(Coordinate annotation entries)

=-=-=-=-=

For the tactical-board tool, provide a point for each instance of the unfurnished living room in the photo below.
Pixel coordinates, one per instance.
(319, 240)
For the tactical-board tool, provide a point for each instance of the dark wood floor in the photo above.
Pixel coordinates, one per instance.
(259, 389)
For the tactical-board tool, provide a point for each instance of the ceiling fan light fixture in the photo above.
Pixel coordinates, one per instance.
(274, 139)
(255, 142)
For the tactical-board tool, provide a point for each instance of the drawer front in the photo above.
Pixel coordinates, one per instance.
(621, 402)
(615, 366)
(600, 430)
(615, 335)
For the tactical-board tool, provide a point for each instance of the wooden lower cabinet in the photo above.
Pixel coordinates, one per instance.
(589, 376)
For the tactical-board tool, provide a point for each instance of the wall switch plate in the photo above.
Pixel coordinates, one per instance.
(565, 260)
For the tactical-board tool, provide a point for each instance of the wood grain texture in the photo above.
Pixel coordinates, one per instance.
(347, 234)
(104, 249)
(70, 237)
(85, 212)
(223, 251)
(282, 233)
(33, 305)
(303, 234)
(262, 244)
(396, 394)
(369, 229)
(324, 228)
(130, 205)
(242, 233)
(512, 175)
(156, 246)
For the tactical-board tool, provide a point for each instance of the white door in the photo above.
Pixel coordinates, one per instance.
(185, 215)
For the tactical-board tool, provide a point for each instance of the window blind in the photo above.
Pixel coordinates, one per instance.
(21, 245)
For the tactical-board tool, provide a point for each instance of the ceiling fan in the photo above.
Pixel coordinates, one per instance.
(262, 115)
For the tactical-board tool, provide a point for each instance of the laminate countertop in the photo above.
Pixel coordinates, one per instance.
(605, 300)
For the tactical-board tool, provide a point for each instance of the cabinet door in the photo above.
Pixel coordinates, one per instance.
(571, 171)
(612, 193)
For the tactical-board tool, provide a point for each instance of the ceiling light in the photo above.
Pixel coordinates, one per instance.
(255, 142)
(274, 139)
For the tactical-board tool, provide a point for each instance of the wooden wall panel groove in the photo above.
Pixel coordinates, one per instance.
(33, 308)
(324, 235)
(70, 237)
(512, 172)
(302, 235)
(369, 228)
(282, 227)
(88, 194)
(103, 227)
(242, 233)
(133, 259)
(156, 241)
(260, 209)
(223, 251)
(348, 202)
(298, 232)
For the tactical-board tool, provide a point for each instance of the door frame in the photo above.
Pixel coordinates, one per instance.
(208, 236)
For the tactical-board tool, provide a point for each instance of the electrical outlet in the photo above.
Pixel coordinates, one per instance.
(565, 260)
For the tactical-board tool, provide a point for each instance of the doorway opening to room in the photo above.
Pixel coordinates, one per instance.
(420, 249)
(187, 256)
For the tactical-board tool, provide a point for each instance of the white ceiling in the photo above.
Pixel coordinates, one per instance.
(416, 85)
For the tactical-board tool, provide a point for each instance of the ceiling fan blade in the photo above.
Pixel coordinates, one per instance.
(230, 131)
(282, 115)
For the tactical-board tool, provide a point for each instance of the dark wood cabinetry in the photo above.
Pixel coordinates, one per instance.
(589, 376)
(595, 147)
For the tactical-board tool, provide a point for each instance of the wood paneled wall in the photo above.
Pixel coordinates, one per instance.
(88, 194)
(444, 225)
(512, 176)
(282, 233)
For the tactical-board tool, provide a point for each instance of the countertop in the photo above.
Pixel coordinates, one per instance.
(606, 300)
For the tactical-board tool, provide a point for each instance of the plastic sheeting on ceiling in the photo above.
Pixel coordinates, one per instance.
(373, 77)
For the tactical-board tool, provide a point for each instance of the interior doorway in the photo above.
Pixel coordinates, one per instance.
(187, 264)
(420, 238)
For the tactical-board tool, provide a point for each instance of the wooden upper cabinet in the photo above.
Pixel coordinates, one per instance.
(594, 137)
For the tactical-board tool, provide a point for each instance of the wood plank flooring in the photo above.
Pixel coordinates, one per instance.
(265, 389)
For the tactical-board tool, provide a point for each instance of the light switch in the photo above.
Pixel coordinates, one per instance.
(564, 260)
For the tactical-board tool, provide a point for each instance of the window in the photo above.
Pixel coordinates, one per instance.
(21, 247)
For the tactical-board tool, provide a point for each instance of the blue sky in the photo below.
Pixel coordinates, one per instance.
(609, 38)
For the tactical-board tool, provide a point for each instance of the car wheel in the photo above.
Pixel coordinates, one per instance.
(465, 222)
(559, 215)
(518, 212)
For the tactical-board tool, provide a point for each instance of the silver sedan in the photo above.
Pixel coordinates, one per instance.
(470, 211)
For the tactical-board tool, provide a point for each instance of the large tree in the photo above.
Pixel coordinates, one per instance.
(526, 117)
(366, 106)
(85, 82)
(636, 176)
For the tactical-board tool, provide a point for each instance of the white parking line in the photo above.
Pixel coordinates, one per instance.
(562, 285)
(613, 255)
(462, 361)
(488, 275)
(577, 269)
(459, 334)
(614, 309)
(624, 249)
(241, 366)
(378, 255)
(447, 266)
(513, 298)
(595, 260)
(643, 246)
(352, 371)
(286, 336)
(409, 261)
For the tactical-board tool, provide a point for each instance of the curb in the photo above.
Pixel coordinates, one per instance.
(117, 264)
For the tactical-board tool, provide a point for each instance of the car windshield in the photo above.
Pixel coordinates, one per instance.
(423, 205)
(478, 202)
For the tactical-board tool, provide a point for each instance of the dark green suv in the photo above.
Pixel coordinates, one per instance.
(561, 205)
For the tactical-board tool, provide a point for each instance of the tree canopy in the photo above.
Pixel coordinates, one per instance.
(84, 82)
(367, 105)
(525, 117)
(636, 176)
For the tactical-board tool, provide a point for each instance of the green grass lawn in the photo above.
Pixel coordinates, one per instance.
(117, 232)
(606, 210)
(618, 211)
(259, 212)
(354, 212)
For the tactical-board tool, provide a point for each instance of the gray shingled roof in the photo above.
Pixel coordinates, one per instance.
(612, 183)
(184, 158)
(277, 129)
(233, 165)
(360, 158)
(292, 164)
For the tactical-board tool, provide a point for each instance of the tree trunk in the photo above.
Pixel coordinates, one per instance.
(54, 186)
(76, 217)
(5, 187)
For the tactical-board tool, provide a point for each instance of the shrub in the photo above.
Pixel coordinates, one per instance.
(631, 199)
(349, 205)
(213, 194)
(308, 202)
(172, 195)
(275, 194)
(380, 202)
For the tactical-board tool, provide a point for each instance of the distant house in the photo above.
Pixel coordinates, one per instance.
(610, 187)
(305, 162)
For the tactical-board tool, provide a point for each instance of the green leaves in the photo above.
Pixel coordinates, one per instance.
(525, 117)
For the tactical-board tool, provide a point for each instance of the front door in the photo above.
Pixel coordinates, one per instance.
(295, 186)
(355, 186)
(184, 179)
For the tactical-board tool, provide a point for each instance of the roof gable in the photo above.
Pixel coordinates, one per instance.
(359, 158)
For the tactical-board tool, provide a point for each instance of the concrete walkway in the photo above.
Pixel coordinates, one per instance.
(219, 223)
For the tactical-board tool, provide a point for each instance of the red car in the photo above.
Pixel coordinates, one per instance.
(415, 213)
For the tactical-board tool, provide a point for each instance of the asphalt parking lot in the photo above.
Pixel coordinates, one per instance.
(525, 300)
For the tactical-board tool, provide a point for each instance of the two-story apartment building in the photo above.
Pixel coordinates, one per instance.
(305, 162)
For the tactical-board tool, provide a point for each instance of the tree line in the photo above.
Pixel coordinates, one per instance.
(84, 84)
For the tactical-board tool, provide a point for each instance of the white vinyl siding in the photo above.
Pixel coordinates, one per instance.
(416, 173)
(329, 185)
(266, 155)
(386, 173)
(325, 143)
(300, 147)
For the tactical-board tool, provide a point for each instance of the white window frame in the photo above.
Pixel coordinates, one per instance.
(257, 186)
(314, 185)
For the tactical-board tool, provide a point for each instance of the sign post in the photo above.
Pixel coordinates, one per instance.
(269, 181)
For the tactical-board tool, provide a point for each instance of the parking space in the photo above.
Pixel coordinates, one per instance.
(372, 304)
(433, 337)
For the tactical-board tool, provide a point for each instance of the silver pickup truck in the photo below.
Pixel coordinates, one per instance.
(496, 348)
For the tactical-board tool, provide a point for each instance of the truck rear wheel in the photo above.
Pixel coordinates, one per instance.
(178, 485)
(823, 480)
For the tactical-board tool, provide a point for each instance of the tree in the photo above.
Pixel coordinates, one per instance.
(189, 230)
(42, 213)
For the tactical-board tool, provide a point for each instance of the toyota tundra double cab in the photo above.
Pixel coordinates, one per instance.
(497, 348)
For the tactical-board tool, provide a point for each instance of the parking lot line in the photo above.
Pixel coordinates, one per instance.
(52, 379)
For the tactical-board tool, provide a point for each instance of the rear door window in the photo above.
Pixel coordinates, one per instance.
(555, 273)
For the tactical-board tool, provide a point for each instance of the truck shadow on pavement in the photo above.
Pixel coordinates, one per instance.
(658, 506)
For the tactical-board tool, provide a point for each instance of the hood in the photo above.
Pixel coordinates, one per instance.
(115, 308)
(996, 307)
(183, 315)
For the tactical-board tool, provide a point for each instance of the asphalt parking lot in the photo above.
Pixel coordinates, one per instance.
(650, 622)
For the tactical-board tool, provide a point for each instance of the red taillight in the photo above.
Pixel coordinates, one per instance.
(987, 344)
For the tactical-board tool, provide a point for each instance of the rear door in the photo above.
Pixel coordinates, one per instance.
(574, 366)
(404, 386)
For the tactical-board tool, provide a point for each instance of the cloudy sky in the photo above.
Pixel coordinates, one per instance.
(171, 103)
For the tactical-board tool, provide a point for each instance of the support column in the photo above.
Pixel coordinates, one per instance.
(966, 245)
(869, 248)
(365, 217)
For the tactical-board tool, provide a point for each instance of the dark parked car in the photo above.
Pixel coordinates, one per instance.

=-=-=-=-=

*PROBLEM TO SOLVE*.
Format the lines from the one containing "column in the photo above." through the end of the records as a JSON list of strings, one string per line, with blank lines left out.

*THE RESULT*.
[
  "For the tactical-board tool, provide a point for each instance of the support column in the photo above.",
  "Pixel coordinates, one per instance.",
  "(966, 245)",
  "(869, 248)",
  "(365, 217)",
  "For the tactical-board tool, provide a point for each instance of the dark parked car in the photo above.",
  "Pixel coordinates, one per instance."
]